| REQUIRED WORK |
[1] In the passage on the entropy mode, what is named as the driving source of the mode in place of the total pressure gradient?
[2] Pick up the passage on the entropy mode after its final sentence and extend it by one paragraph in the same style.

| TEXT PASSAGE |
---*---

Figure 1. Schematic diagram of the basic motion of capture particles in the radiation belt.

In fact, not all the modes can be described by the MHD equations, especially for the unstable modes which do not satisfy the MHD ordering assumption. In the case of a weak gradient, the MHD modes can be stabilized; however, a large number of non-MHD modes have been developed, and the entropy mode is a typical one. The entropy mode was first studied by Kadomtsev in 1960 [16]. When the interchange mode in the plasma is considered, the plasma and the flux tube move together, and the inside flux tube and outside flux tube exchange their positions as well as the plasma contained in the flux tube. The interchange modes are usually treated as ideal MHD, and an adiabatic equation of state pv^γ = c is generally adopted. In this case, the entropy of the plasmas does not change while exchanging their positions. The free energy is derived from the total pressure gradient of the plasma. For the entropy mode studied in this paper, the electrons and the ions propagate in opposite directions, and each has its own density disturbance, temperature disturbance, and pressure disturbance. However, there is no total pressure disturbance in the leading order, which leads to the changes in the specific entropy of the plasmas. The driven source of this mode can be the density and/or temperature gradients, rather than the total pressure gradient.

---*---

| PROVIDED RECORDS |
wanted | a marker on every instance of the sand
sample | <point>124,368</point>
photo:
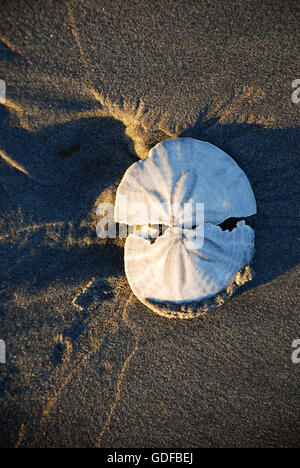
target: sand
<point>91,86</point>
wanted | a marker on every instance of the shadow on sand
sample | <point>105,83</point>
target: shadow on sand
<point>71,164</point>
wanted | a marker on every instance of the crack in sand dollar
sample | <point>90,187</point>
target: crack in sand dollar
<point>194,265</point>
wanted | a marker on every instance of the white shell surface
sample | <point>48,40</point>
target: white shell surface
<point>193,264</point>
<point>174,269</point>
<point>181,171</point>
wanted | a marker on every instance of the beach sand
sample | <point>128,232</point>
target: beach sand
<point>91,86</point>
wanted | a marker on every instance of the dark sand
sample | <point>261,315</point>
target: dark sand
<point>88,82</point>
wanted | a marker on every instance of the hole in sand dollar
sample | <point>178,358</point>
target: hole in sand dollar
<point>188,270</point>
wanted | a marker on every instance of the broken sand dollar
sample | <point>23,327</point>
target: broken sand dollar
<point>193,265</point>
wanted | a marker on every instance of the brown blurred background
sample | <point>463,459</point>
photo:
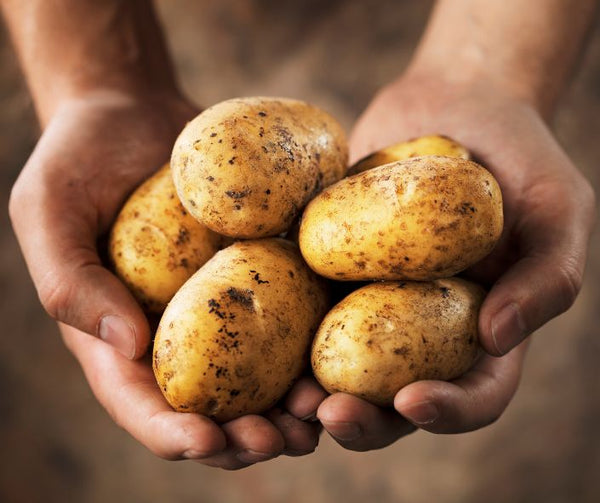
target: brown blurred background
<point>58,444</point>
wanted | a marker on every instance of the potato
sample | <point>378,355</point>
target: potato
<point>246,167</point>
<point>237,334</point>
<point>417,147</point>
<point>155,245</point>
<point>386,335</point>
<point>420,219</point>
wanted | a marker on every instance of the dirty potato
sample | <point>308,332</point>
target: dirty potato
<point>386,335</point>
<point>423,145</point>
<point>155,245</point>
<point>237,334</point>
<point>246,167</point>
<point>420,219</point>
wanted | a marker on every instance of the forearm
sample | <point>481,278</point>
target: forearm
<point>529,48</point>
<point>70,47</point>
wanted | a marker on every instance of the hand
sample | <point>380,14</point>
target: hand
<point>128,391</point>
<point>534,273</point>
<point>96,150</point>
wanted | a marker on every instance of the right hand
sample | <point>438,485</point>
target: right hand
<point>95,150</point>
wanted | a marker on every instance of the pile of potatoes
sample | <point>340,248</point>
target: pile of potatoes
<point>212,244</point>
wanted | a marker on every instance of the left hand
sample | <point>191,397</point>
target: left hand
<point>534,272</point>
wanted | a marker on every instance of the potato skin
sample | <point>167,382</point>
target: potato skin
<point>246,167</point>
<point>155,245</point>
<point>416,147</point>
<point>420,219</point>
<point>237,334</point>
<point>386,335</point>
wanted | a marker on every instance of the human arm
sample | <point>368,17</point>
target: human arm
<point>489,74</point>
<point>106,97</point>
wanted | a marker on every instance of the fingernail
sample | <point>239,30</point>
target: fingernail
<point>508,328</point>
<point>345,432</point>
<point>421,413</point>
<point>115,331</point>
<point>249,456</point>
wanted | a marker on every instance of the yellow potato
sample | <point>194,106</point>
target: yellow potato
<point>420,219</point>
<point>155,245</point>
<point>237,334</point>
<point>417,147</point>
<point>386,335</point>
<point>246,167</point>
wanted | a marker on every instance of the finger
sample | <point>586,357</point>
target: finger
<point>304,399</point>
<point>473,401</point>
<point>359,425</point>
<point>547,279</point>
<point>300,437</point>
<point>57,228</point>
<point>250,439</point>
<point>128,391</point>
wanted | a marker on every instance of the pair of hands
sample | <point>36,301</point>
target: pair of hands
<point>98,148</point>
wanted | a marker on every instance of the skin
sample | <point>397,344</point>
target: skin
<point>155,245</point>
<point>246,167</point>
<point>110,110</point>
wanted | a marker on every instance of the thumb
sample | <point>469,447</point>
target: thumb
<point>547,278</point>
<point>56,227</point>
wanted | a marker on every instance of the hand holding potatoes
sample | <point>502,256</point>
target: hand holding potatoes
<point>420,219</point>
<point>246,167</point>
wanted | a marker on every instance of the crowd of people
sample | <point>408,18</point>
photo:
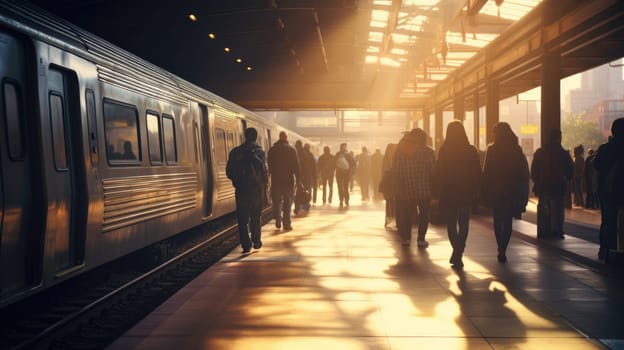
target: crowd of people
<point>410,173</point>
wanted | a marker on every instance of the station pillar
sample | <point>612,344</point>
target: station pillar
<point>491,109</point>
<point>439,133</point>
<point>459,112</point>
<point>551,95</point>
<point>477,121</point>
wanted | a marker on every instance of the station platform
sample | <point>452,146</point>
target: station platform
<point>340,280</point>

---*---

| ANSWERS BY TASK |
[1] The density and/or temperature gradients.

[2]
Recently, the entropy mode in the dipole magnetic field was investigated by many researchers using fluid models and kinetic models [17,18,19,20,21]. Furthermore, the entropy mode can also be observed in laboratories [17,22,23]. The influences of the temperature anisotropy and the multicomponents on the entropy mode are also included [24,25]. However, the basic assumption of these studies is that the entropy mode has flutelike instability, that is, k_‖ ≈ 0, where k_‖~m/R_c, and the bounce average is adopted to simplify the model. It is known that the Landau damping has a strong stabilizing effect unless k_‖v_ti << ω << k_‖v_te for the entropy mode with the frequency ω~ < ω_D > _θ~k_⊥ρ_iv_t/R_c, where R_C is the radius of curvature. It can be seen that the finite k_‖ has a strong stabilizing effect when k_⊥ρ_i << 1, that is, the instability in this range is mainly a flutelike instability. However, the parallel dynamic plays an important role for the plasma instability when k_⊥ρ_i > 1. This destroys the conservation of the second adiabatic invariant J of the particle, which makes the bounce average ineffective.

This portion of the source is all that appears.